• _EXERCISE SET_:
a - For each statement about the comment thread, say yes or no depending on whether it agrees with the thread, and quote the exact words that decide it. (i) The opening comment calls it fair for NYTPicker to speculate on the reasoning behind the NYT's editorial decisions. (ii) The opening comment says the website's humor fits in well. (iii) The final comment says its writer would like to be one of NYTPicker's tenants.
b - Write out the part of the comment thread starting at "There's no shame" and ending at "of your tenants.", unchanged.

═════ PASSAGE SHOWN ═════

To their points, I would say that it's perfectly fair for NYTPicker to play the role of reader, and speculate on the reasoning behind the NYT's editorial decisions. It isn't the act of an asshole or a motherfucker. It's the proper role of a media critic.

I have my problems with this website at times. The goofy humor seems out of place. But I've always appreciated its avoidance of snark and foul language. Keep it up, assholes.

Anonymous said...

Obviously you've provoked some rage, and it's always better to contain on-demand anger with eye candy and more formal trophies, so please compensate, like, if you could please update with the following correction: "His wife obviously feels adored by him, and he is a fine role model of the perfect husband and father that NY parents and hopefuls need and deserve. The very talented New York Times New York reporters are wonderful for asking all the poignant questions, the very best money could and should buy." Thank you everybody, and please leave the TV on so it logs you as a loyalist.

Anonymous said...

It's always awkward to ask these questions, but average readers and voters might or might not want to know where does such a gubernatorial candidate stands on mandating sexual health and reproductive education in state-funded schools, given his past slippage on personal reproductive control?

Anonymous said...

The reporters chose to be chronologically unspecific, despite the specific evidence, albeit, a adulterated wife's narrative.

There's no shame in pointing this out.

But to go from there to say that they did it to spite Dominus, or to undermine Cathy, or to pat Carl on the back for his upstate-pleasing mastery of the metaphorical pliers is a natural stretch, and lets out too much room for muck. Not saying this to deceive you, but to clean up, you used to got to balance with pacifying symbols, these may include, orange juice, semi-nude girls ready to receive, and do you really wanna know more?

Anonymous said...

Anonymous at 10:53 pm wrote:

"your sentence... is vicious and agenda-driven, and against the very tenants of what you purport to do here -- uphold facts".

Yeah, NYTpicker, I wouldn't want to be one of your tenants.

═════ SUPPLIED ENTRIES ═════

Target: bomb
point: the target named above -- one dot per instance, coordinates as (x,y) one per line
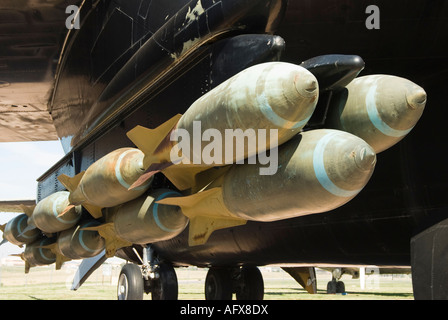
(46,217)
(38,253)
(380,109)
(143,220)
(318,171)
(13,231)
(275,96)
(106,182)
(77,243)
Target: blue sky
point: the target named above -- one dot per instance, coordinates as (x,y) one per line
(21,163)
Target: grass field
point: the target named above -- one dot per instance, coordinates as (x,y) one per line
(45,283)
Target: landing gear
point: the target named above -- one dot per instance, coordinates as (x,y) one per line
(336,286)
(246,282)
(130,283)
(157,278)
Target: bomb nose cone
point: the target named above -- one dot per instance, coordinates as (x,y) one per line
(365,158)
(306,85)
(416,98)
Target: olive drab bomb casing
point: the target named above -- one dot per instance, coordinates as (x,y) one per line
(36,253)
(380,109)
(77,243)
(318,171)
(14,231)
(106,182)
(46,214)
(269,96)
(143,220)
(274,95)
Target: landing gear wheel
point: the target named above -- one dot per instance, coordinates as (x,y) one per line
(251,285)
(218,284)
(165,287)
(130,283)
(335,286)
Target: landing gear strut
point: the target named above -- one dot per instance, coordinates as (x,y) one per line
(246,282)
(157,278)
(336,286)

═════

• _COMPLETED EXERCISE_:
a -
(i) Yes: "it's perfectly fair for NYTPicker to play the role of reader, and speculate on the reasoning behind the NYT's editorial decisions."
(ii) No: "The goofy humor seems out of place."
(iii) No: "I wouldn't want to be one of your tenants."

b -
There's no shame in pointing this out.

But to go from there to say that they did it to spite Dominus, or to undermine Cathy, or to pat Carl on the back for his upstate-pleasing mastery of the metaphorical pliers is a natural stretch, and lets out too much room for muck. Not saying this to deceive you, but to clean up, you used to got to balance with pacifying symbols, these may include, orange juice, semi-nude girls ready to receive, and do you really wanna know more?

Anonymous said...

Anonymous at 10:53 pm wrote:

"your sentence... is vicious and agenda-driven, and against the very tenants of what you purport to do here -- uphold facts".

Yeah, NYTpicker, I wouldn't want to be one of your tenants.